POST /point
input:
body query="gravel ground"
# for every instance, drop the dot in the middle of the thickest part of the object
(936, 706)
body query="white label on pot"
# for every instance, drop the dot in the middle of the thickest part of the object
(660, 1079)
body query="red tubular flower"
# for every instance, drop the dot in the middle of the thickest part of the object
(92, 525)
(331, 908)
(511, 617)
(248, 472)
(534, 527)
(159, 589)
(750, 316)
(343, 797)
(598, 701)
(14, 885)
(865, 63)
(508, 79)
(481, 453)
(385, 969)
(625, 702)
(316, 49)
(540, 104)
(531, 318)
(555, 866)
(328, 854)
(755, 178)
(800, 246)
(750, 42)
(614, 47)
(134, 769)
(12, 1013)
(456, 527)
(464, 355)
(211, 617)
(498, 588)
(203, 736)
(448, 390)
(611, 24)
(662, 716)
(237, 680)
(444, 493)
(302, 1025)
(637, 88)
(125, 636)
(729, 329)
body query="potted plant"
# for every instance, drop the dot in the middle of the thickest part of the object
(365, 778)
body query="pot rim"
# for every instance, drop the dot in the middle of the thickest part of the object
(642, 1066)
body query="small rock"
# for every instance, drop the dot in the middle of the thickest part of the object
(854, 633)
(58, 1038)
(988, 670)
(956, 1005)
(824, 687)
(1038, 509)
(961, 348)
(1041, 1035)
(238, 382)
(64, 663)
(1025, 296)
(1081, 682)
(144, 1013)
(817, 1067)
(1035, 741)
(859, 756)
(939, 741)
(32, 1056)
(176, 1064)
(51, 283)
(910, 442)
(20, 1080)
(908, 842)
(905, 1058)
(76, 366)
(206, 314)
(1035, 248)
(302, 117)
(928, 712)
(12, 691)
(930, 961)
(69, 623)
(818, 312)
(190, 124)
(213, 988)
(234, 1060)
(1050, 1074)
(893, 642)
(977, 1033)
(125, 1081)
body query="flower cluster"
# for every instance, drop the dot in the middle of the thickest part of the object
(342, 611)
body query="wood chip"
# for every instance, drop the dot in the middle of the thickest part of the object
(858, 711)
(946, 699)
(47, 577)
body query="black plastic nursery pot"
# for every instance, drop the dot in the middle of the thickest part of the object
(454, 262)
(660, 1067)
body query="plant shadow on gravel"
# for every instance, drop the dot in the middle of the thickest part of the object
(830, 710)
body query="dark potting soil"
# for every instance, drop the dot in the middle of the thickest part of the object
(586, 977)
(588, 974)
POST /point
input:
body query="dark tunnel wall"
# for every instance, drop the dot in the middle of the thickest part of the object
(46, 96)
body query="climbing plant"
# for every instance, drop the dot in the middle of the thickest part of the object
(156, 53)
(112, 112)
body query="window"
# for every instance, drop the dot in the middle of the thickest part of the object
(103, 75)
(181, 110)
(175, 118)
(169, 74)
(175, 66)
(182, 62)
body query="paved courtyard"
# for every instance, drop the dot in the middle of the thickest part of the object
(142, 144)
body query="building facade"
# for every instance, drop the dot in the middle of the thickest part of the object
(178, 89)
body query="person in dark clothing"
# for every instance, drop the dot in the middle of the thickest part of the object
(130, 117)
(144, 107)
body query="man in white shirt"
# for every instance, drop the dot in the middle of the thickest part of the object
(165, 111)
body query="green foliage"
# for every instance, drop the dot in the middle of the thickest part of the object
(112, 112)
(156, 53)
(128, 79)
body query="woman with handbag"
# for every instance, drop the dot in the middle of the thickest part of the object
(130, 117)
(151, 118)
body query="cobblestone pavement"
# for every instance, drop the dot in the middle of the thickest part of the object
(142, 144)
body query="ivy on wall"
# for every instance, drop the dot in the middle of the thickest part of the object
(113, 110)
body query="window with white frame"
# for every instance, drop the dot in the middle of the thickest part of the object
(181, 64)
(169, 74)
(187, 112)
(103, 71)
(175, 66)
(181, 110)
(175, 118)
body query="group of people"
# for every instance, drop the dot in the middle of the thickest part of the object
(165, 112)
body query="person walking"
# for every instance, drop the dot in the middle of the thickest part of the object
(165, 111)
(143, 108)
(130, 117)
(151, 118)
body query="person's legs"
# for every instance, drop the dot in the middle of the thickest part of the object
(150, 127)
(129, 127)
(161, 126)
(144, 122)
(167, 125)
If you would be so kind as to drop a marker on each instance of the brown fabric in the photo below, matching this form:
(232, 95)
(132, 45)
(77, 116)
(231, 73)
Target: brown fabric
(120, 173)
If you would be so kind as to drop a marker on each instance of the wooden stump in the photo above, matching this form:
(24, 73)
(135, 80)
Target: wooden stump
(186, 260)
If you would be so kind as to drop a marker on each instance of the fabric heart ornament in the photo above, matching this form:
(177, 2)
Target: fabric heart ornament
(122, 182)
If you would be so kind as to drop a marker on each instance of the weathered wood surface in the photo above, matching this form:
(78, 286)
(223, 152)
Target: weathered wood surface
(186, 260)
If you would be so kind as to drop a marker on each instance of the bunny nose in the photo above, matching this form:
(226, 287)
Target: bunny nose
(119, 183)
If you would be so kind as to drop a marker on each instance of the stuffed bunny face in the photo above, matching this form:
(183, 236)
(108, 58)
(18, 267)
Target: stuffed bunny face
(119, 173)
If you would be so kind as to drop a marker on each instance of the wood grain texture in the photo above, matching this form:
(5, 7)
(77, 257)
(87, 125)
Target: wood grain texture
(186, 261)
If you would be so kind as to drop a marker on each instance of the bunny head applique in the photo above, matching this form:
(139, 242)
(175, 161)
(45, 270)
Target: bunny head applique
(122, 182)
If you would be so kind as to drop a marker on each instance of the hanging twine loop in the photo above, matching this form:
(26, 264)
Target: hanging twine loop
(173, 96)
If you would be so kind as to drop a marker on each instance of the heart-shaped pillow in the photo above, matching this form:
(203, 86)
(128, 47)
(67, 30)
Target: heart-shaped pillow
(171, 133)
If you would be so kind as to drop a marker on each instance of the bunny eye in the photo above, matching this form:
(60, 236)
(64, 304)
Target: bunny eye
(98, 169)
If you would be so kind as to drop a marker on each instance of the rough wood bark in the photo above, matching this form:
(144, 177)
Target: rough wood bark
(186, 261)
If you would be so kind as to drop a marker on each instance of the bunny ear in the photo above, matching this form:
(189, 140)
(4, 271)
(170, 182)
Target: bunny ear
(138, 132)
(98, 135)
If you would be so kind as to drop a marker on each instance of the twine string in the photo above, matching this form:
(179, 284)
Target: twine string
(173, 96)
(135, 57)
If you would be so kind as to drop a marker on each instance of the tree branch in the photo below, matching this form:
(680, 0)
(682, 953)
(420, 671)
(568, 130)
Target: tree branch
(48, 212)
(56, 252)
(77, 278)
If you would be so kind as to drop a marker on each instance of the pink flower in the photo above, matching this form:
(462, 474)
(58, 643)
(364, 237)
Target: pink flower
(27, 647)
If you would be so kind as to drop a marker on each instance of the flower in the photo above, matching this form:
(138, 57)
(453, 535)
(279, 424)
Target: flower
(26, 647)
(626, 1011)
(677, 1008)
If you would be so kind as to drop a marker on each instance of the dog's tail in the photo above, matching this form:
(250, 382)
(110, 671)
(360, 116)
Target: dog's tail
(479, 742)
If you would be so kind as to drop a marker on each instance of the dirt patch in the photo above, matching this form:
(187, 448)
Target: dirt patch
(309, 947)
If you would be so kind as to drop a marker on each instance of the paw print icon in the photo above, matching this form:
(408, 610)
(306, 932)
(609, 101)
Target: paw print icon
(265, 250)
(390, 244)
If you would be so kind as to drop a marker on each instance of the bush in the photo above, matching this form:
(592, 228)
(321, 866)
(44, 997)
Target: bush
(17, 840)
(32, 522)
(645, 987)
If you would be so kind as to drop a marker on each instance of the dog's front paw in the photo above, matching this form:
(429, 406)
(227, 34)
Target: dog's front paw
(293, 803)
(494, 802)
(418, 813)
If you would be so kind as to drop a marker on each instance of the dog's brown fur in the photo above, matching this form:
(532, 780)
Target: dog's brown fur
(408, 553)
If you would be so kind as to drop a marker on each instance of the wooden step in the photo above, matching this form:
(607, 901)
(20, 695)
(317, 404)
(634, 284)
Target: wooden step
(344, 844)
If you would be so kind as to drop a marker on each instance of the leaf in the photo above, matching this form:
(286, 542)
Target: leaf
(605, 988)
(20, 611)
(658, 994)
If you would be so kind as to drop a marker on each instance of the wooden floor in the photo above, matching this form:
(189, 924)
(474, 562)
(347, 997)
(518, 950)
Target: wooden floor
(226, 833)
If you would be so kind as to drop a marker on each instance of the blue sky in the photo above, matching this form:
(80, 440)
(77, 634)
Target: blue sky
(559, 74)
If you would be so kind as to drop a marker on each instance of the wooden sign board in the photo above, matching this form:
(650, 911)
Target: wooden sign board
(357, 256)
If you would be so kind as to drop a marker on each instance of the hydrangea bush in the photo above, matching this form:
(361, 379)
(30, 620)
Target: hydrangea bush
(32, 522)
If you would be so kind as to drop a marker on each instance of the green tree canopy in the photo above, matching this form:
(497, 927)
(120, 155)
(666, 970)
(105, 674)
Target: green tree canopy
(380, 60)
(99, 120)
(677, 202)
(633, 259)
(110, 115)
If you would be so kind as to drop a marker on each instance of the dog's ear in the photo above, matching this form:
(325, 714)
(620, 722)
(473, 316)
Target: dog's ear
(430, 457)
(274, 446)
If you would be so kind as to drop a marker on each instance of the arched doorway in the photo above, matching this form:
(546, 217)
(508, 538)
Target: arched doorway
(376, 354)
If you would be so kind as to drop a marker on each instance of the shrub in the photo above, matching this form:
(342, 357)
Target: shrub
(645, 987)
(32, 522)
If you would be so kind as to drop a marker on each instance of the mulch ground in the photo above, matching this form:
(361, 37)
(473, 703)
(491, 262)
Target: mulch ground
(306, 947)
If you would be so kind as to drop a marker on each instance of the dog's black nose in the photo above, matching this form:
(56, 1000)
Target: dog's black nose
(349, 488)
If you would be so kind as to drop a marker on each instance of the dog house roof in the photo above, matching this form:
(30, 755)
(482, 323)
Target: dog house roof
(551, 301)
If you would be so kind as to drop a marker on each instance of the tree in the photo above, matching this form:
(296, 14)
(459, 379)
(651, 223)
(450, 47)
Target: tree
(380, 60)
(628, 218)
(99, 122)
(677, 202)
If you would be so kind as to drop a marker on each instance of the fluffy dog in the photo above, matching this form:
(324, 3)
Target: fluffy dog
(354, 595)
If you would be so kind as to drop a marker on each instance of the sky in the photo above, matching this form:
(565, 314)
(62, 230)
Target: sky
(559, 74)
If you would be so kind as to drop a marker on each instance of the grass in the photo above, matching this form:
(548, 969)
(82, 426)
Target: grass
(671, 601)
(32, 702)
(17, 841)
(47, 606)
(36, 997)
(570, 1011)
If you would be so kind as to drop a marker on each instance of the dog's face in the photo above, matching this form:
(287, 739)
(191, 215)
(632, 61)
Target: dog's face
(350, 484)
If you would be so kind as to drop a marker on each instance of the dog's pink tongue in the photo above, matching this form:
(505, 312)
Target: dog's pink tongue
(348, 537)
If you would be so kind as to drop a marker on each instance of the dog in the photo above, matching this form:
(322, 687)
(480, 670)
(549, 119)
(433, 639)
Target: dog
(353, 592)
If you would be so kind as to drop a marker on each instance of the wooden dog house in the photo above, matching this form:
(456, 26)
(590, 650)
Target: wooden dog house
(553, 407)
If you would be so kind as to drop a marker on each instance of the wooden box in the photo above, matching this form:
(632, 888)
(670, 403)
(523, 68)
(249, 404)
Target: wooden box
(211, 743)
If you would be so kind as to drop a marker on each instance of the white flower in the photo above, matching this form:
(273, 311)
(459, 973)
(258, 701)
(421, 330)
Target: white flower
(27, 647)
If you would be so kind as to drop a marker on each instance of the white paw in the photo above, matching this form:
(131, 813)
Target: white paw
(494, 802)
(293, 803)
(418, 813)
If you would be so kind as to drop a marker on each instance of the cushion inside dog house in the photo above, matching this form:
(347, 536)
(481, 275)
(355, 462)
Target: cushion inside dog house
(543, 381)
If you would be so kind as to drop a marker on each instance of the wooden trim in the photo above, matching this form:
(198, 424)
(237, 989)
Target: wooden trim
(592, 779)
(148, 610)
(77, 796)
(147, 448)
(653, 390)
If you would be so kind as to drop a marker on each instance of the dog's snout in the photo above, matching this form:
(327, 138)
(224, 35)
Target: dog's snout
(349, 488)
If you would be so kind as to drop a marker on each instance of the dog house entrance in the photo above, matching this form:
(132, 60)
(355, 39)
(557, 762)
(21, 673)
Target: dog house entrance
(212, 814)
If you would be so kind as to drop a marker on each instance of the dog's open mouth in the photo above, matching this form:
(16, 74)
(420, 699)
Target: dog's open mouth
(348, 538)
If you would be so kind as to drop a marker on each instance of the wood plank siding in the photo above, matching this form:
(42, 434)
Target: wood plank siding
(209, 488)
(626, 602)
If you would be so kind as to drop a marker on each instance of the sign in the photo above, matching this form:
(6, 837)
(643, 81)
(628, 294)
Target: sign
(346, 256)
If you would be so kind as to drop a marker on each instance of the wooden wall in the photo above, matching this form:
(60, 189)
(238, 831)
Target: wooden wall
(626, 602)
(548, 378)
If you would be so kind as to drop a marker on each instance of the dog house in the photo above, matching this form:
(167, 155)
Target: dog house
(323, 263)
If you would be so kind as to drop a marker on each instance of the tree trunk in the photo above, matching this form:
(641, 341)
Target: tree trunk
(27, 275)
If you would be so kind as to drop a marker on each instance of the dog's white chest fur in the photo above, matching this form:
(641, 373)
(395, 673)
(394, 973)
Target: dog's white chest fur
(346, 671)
• • • • • • •
Send back an exact copy of only the lines from the line with "Target: stuffed bunny face" up to and including the line with "of the rough" in the data above.

Target: stuffed bunny face
(119, 173)
If you would be so kind as to drop a marker on each instance of the wood grain texture in the photo above, matching this form:
(5, 7)
(77, 257)
(87, 125)
Target: wood grain texture
(186, 261)
If you would be so kind as to drop a marker on each instance of the bunny head applique in the photo above, matching this form:
(139, 242)
(175, 161)
(45, 270)
Target: bunny head applique
(122, 182)
If you would be so kind as to drop a marker on each instance of the hanging twine loop in the photo above, matching this form:
(26, 264)
Target: hanging twine loop
(173, 96)
If you would be so kind as to drop a marker on each instance of the heart-shaped pillow in the photo above, matching this form:
(203, 86)
(128, 47)
(67, 30)
Target: heart-shaped pillow
(171, 133)
If you would be so kind as to drop a marker on each instance of the bunny eye in the photo above, matching this form:
(60, 236)
(64, 304)
Target: bunny eye
(98, 169)
If you would be so kind as to drop a marker on each instance of the rough wood bark in the photo above, matching this form:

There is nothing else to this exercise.